## [PROBLEM STATEMENT]
Copy the entries below verbatim, starting at the line that contains "Can you find the green lettuce" and ending at the line that contains "[502,175,581,255]", including both of those lines.
# Start of EXERCISE INPUT
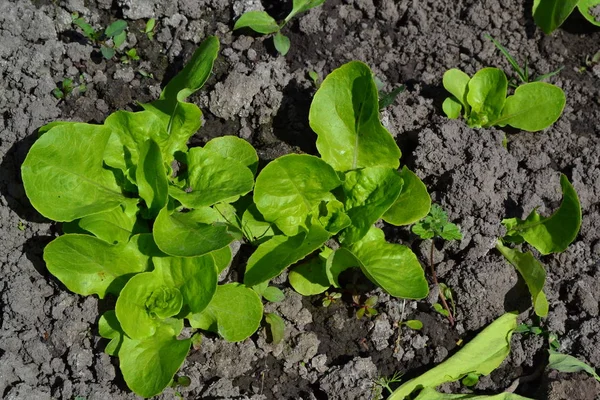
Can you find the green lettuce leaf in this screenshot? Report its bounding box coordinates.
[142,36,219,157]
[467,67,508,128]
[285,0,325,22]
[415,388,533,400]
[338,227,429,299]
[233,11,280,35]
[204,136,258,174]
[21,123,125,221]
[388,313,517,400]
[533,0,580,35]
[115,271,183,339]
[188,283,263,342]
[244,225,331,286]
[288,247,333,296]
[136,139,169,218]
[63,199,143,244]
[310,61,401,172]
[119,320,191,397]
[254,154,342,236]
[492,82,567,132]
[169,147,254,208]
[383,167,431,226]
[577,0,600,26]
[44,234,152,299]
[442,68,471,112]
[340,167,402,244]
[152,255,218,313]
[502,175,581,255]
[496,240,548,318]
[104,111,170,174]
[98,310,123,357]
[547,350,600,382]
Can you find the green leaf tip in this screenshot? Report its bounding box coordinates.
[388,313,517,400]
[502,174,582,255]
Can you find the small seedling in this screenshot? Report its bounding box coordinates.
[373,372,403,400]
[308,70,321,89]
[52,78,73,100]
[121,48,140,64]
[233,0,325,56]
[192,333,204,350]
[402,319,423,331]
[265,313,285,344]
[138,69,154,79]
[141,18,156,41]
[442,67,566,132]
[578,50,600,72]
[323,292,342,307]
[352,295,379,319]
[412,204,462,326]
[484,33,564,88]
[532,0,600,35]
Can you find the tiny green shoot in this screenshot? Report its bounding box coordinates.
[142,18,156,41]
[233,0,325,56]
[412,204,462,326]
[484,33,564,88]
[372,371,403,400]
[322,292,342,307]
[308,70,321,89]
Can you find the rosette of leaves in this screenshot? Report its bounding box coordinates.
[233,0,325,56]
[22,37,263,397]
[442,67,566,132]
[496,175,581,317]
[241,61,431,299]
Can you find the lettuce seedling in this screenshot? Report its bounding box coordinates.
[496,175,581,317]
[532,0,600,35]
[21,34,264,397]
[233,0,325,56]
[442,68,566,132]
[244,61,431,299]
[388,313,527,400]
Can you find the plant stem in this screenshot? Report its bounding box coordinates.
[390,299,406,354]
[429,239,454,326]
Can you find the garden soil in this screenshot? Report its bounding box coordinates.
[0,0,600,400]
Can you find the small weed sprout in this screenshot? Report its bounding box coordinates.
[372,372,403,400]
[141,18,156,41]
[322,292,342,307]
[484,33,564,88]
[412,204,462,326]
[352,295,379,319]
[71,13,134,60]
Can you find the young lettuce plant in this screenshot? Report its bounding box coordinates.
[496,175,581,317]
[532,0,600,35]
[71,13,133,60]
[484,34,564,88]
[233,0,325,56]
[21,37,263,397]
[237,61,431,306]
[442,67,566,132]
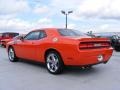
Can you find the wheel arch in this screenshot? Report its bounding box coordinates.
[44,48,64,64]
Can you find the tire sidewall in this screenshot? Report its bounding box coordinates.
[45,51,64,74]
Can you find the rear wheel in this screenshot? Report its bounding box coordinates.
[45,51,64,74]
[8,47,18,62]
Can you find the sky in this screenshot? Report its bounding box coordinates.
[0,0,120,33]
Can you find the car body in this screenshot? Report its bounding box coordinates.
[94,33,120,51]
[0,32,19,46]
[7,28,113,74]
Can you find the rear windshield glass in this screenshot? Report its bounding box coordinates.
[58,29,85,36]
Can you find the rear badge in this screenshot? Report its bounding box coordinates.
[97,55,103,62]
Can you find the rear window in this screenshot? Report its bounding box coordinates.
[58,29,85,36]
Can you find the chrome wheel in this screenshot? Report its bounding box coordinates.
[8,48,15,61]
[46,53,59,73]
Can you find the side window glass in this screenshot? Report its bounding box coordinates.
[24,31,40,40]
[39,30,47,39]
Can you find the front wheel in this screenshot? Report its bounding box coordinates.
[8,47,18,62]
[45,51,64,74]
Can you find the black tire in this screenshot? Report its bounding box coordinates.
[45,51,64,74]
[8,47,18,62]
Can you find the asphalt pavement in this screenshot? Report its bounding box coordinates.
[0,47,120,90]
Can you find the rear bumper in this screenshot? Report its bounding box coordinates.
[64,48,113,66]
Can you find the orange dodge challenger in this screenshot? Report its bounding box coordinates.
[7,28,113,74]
# End of EXERCISE INPUT
# Start of EXERCISE INPUT
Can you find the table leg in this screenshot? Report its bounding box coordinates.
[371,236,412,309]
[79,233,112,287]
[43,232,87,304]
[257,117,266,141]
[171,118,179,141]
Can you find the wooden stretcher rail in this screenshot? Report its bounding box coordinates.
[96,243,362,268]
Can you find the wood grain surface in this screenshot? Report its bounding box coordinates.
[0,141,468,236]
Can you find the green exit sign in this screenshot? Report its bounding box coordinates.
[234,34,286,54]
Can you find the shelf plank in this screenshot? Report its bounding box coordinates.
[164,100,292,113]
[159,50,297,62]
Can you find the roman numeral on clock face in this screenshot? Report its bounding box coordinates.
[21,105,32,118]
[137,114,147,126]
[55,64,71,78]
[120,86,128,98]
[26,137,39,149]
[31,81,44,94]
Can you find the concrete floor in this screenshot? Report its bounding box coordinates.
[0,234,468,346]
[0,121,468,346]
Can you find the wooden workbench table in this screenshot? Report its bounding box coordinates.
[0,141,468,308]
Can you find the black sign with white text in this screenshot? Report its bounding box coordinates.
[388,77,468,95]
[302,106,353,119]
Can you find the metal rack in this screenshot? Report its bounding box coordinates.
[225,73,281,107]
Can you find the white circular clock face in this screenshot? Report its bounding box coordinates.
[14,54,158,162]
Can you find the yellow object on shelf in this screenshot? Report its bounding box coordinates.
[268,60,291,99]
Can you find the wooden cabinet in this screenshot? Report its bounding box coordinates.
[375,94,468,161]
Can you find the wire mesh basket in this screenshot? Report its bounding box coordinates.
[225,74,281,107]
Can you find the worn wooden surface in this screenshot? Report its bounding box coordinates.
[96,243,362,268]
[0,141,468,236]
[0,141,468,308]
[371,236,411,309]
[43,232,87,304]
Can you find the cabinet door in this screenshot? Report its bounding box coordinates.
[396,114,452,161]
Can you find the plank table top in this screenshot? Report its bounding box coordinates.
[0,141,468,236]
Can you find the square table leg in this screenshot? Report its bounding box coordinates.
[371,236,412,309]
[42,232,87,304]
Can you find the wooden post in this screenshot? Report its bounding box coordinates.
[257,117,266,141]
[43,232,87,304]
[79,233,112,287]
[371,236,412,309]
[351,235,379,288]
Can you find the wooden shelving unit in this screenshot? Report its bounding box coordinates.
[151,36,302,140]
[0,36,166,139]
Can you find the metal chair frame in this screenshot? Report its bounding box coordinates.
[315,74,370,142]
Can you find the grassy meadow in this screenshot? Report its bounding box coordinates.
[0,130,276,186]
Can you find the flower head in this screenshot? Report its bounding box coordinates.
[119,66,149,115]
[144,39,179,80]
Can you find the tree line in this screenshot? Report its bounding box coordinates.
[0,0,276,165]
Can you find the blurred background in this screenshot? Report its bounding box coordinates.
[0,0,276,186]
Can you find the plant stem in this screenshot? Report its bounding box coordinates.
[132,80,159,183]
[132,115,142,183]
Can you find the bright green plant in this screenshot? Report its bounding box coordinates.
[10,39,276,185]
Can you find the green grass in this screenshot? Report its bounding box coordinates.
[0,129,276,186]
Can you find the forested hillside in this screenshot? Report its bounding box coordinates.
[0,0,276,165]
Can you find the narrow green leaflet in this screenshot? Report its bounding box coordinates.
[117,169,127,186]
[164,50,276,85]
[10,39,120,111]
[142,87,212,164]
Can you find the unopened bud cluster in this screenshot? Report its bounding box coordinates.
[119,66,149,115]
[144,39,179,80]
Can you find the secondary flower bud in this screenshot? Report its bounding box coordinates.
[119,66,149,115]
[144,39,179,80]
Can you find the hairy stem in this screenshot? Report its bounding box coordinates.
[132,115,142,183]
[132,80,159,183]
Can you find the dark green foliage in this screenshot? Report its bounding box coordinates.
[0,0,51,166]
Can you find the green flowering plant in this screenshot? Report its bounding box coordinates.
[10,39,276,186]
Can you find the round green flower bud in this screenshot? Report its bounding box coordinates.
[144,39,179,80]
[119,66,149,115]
# End of EXERCISE INPUT
## [SOLUTION TO THE PROBLEM]
Can you find the green lettuce leaf in this screenshot? Report its bounding box coordinates.
[142,36,219,157]
[467,67,508,128]
[285,0,325,22]
[415,388,533,400]
[338,227,429,299]
[233,11,280,35]
[204,136,258,174]
[21,123,125,221]
[388,313,517,400]
[533,0,580,35]
[115,271,183,339]
[188,283,263,342]
[244,225,331,286]
[288,247,333,296]
[136,139,169,218]
[63,199,143,244]
[310,61,401,172]
[119,320,191,397]
[254,154,342,236]
[492,82,567,132]
[169,147,254,208]
[383,167,431,226]
[577,0,600,26]
[44,234,152,299]
[442,68,471,112]
[340,167,402,244]
[152,255,218,313]
[502,175,581,255]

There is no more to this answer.